▶ **EXERCISE BRIEF**: Below are some records. Return exactly the lines from the one with "Phrase: green grass field" to the one with "metal skewer, one line per instance.", and nothing else.

▶ **SUPPLIED ENTRIES**:
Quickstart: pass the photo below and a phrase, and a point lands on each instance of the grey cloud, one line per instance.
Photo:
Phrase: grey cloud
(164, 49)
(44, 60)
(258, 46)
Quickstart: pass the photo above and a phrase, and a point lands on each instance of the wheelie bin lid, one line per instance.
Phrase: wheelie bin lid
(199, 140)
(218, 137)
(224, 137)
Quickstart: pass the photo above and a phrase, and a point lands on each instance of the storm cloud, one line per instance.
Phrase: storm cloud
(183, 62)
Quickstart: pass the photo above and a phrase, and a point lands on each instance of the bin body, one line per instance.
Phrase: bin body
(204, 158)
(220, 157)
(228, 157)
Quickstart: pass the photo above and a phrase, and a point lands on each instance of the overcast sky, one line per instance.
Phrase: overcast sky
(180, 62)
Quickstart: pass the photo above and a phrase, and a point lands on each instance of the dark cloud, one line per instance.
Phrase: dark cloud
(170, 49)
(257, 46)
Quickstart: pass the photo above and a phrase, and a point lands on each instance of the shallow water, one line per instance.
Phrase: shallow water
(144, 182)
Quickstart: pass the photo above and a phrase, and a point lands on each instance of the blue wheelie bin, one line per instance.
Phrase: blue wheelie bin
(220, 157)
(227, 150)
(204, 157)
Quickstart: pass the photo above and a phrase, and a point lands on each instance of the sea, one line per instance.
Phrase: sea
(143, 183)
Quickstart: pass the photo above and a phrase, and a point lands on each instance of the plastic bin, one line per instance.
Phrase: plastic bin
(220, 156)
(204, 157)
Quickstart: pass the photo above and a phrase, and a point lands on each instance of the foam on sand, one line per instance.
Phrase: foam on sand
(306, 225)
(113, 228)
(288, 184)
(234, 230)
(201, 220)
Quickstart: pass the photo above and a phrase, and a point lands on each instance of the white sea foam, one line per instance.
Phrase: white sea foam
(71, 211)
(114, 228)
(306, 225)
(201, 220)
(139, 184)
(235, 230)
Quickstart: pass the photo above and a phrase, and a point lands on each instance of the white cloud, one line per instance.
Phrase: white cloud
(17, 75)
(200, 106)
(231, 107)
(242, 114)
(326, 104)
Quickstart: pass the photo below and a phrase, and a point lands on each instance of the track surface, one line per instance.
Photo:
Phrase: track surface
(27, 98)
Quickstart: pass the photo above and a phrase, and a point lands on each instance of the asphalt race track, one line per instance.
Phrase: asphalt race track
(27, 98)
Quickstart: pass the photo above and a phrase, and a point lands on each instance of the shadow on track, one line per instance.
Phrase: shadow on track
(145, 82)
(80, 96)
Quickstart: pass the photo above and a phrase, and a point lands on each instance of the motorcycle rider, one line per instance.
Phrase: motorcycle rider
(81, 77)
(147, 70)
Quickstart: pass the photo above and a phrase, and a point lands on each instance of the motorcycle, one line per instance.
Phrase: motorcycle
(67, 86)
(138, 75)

* * *

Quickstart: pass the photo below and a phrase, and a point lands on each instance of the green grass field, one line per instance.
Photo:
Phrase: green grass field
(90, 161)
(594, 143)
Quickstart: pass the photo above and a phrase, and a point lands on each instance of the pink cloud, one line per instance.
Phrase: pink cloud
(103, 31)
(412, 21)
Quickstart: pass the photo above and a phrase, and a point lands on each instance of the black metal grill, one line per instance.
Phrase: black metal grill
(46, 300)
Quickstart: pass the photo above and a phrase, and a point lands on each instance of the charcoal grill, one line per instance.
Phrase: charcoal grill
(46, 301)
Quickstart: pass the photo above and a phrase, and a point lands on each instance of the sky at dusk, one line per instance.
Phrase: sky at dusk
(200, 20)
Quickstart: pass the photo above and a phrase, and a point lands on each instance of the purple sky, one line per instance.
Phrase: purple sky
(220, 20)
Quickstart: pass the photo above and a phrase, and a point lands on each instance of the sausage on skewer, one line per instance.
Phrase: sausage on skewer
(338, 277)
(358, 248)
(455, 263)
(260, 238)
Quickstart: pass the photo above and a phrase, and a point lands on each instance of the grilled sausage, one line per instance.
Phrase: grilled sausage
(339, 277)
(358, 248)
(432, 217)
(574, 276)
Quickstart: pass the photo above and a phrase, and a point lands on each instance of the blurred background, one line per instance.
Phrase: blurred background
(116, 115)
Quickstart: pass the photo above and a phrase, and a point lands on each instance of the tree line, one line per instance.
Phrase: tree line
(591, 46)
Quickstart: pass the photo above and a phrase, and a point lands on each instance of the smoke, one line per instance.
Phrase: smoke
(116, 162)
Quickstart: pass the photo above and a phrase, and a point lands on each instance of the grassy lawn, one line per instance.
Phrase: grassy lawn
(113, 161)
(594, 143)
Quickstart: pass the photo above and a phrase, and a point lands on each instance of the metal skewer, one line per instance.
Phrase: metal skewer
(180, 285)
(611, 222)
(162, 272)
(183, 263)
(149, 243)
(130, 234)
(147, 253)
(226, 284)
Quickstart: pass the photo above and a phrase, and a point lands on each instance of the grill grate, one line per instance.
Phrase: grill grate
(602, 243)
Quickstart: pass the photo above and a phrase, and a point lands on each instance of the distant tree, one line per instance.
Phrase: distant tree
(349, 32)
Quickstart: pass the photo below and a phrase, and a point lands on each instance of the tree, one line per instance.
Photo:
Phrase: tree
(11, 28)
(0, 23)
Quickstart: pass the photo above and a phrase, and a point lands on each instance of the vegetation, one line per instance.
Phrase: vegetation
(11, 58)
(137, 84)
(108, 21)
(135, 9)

---

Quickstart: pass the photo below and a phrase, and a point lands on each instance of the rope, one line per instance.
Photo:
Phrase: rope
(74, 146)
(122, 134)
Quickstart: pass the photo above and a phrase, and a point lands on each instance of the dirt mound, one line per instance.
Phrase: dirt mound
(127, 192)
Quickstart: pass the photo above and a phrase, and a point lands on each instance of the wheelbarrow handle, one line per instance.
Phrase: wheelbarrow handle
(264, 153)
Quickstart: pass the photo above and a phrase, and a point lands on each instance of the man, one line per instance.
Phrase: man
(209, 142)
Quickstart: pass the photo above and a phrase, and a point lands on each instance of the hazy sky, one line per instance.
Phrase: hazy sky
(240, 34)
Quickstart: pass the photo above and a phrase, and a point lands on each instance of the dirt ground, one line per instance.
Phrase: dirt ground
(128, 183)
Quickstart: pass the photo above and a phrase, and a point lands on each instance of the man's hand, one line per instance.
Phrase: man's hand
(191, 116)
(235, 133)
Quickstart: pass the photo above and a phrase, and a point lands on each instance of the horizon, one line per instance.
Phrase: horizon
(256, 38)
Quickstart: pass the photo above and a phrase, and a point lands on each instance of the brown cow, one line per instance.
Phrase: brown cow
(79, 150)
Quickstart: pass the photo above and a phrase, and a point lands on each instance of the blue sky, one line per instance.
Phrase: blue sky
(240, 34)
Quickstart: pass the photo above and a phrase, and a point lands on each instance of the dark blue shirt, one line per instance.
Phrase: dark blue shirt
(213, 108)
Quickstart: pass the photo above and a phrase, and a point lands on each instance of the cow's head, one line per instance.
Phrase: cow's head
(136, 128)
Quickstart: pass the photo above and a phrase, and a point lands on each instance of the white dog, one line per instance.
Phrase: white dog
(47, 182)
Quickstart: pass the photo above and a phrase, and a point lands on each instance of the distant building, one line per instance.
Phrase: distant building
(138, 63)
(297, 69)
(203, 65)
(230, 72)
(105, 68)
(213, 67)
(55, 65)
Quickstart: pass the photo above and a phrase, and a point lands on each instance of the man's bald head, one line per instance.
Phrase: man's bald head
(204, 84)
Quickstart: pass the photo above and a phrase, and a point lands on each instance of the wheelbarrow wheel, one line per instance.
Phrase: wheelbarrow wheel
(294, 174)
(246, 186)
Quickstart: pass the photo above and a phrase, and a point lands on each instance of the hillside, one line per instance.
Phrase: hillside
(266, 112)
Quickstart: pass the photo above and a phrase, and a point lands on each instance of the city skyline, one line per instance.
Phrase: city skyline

▶ **EXERCISE RESULT**:
Phrase: green grass field
(90, 161)
(594, 143)
Quickstart: pass the photo above and a phrase, and a point lands on each instance of the pink cloud, one line per instance.
Phrase: pink cloud
(103, 31)
(412, 21)
Quickstart: pass the photo above and a phrase, and a point lands on each instance of the black metal grill, one line per instance.
Phrase: black metal grill
(46, 300)
Quickstart: pass the photo above and a phrase, and a point lands on each instance of the charcoal grill, one line per instance.
Phrase: charcoal grill
(46, 301)
Quickstart: pass the photo above and a phrase, and a point lands on each instance of the sky at dusk, one line per instance.
Phrase: sky at dusk
(200, 20)
Quickstart: pass the photo above and a phrase, and a point lands on each instance of the purple sky, one line per instance.
Phrase: purple sky
(220, 20)
Quickstart: pass the photo above and a phrase, and a point lands on each instance of the sausage on skewer, one line per instance.
Phrase: sausage on skewer
(338, 277)
(358, 248)
(455, 263)
(260, 238)
Quickstart: pass the photo above and a phrase, and a point lands on each instance of the grilled sausage, one line per instance.
Phrase: grilled sausage
(339, 277)
(358, 248)
(432, 217)
(574, 276)
Quickstart: pass the photo above and a phrase, and a point lands on each instance of the blurred background, one line per instance.
Phrase: blurred background
(116, 115)
Quickstart: pass the photo above and a phrase, and a point lands on each instance of the tree line, one line per instance.
Phrase: tree line
(591, 46)
Quickstart: pass the photo above and a phrase, and a point lands on each instance of the smoke, one line per instance.
Phrase: smoke
(116, 162)
Quickstart: pass the photo above and a phrase, and a point lands on each instance of the grassy lawn, one line per instance.
Phrase: grassy lawn
(113, 161)
(594, 143)
Quickstart: pass the photo above and a phrase, and a point lands on each instance of the metal skewer, one line per instance.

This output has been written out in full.